What the task asks:
Answer these from the passage below on the founding of Union Cemetery:
1. On what date did a special act of the Missouri General Assembly found the Union Cemetery Assembly?
2. How many acres of farmland did Hunter deed to the corporation?
3. Which streets bounded that land?

Excerpt to read:
In the 1850s, the area had been settled by the two small boomtowns of West Port to the south and the town of Kansas 4 miles north and bordering the Missouri River. The cholera pandemic of 1849 had killed half of those towns' settlers and filled their local cemeteries, prompting the search for a new cemetery site to unify both communities for all time. On November 9, 1857, while the newly incorporated City of Kansas had a population of about 4,000, a special act of the Missouri General Assembly founded the Union Cemetery Assembly as a for-profit corporation. Its six founding owners included these: Milton J. Payne, then a wealthy land owner, accomplished civic developer, and the fourth mayor of Kansas City in his third of six annual terms; and James M. Hunter, a farmer and Westport merchant.

Hunter deeded 49 acres of his farmland to the corporation. It was bounded by Main and Oak streets, and by 27th and 30th streets. This was reportedly two squares of "rolling, brushy land on the east side of the new Westport turnpike [... with] vested privileges [protecting] it from all encroachments for streets, for railways, and other purposes", intended so even if Kansas City might swallow the cemetery by expanding south to Westport in the unforeseeable future.

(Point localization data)
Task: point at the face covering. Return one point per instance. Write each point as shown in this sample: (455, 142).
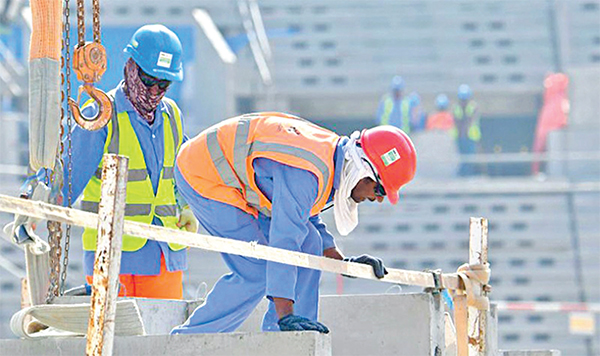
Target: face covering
(345, 209)
(143, 101)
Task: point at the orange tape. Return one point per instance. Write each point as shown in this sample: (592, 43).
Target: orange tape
(47, 29)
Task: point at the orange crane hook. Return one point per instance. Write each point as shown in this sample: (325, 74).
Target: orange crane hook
(89, 62)
(105, 108)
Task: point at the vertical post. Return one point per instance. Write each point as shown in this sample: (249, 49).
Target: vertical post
(478, 254)
(111, 214)
(461, 320)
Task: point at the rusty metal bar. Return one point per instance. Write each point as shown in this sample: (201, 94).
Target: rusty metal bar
(218, 244)
(105, 287)
(478, 255)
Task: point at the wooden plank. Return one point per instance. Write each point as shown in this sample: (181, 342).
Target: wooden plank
(105, 286)
(478, 254)
(225, 245)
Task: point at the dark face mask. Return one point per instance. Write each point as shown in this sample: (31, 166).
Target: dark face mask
(144, 99)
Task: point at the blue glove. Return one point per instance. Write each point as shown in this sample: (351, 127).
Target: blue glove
(376, 263)
(293, 322)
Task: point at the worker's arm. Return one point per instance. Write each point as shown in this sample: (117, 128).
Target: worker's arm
(87, 148)
(293, 194)
(329, 248)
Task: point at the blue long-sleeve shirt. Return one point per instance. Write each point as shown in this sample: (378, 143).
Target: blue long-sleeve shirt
(88, 148)
(292, 192)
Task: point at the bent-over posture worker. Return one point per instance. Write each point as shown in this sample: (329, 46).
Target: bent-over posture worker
(147, 127)
(265, 177)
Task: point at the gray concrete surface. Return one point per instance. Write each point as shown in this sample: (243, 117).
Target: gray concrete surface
(276, 344)
(390, 324)
(529, 353)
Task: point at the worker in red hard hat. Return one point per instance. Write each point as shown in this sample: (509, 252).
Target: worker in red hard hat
(266, 177)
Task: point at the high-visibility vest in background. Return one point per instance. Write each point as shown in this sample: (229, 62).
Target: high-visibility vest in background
(466, 122)
(218, 162)
(388, 108)
(142, 205)
(441, 120)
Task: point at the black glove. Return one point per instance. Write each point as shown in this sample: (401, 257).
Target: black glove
(376, 263)
(293, 322)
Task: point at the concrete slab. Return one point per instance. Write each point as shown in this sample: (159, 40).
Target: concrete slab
(232, 344)
(158, 316)
(529, 353)
(388, 324)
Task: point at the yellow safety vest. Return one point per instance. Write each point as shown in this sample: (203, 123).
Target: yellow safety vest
(142, 205)
(388, 107)
(474, 131)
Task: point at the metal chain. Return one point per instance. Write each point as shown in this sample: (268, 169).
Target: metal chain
(96, 20)
(69, 180)
(54, 237)
(80, 23)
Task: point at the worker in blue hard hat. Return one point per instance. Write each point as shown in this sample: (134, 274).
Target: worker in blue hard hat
(394, 108)
(442, 119)
(467, 131)
(147, 127)
(417, 116)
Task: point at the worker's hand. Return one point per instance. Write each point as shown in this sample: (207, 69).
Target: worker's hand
(293, 322)
(187, 220)
(376, 263)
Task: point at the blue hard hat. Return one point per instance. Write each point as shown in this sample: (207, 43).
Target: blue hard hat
(441, 101)
(464, 92)
(157, 50)
(397, 83)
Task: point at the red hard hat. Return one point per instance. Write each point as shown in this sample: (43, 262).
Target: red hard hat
(394, 156)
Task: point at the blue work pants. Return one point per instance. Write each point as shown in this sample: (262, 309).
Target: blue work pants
(236, 294)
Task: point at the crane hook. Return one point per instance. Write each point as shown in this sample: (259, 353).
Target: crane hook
(105, 108)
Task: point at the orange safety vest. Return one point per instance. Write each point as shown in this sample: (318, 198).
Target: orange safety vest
(218, 162)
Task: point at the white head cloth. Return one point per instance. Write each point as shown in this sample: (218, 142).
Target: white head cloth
(345, 210)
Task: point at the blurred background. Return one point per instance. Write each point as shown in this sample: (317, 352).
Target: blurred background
(501, 98)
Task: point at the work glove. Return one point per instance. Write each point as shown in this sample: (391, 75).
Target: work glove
(376, 263)
(187, 220)
(293, 322)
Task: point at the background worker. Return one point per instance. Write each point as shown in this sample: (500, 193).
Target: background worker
(467, 131)
(394, 108)
(265, 177)
(442, 119)
(147, 127)
(418, 116)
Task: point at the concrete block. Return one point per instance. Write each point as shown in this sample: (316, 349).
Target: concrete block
(387, 324)
(393, 324)
(232, 344)
(158, 315)
(529, 353)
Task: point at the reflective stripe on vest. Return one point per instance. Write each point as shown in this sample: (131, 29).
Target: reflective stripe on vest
(142, 205)
(233, 145)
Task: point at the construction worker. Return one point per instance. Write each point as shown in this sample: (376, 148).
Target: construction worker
(265, 177)
(442, 119)
(147, 127)
(466, 132)
(394, 108)
(417, 115)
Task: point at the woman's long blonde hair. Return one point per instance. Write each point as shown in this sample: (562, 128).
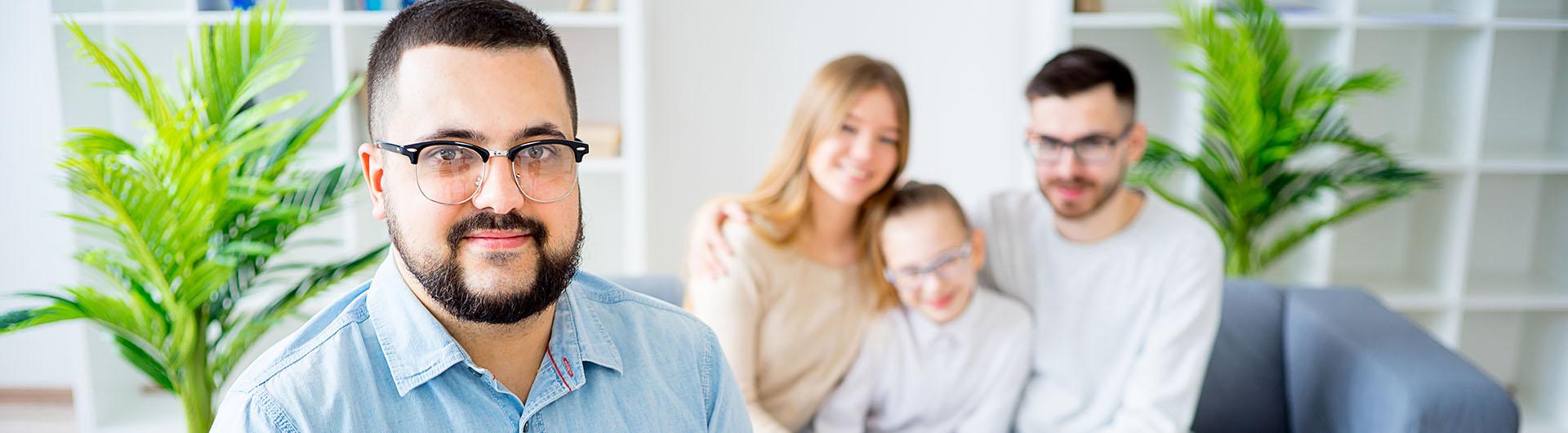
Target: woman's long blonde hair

Problem solution:
1. November 9, 1857
2. 49 acres
3. Main and Oak streets, and 27th and 30th streets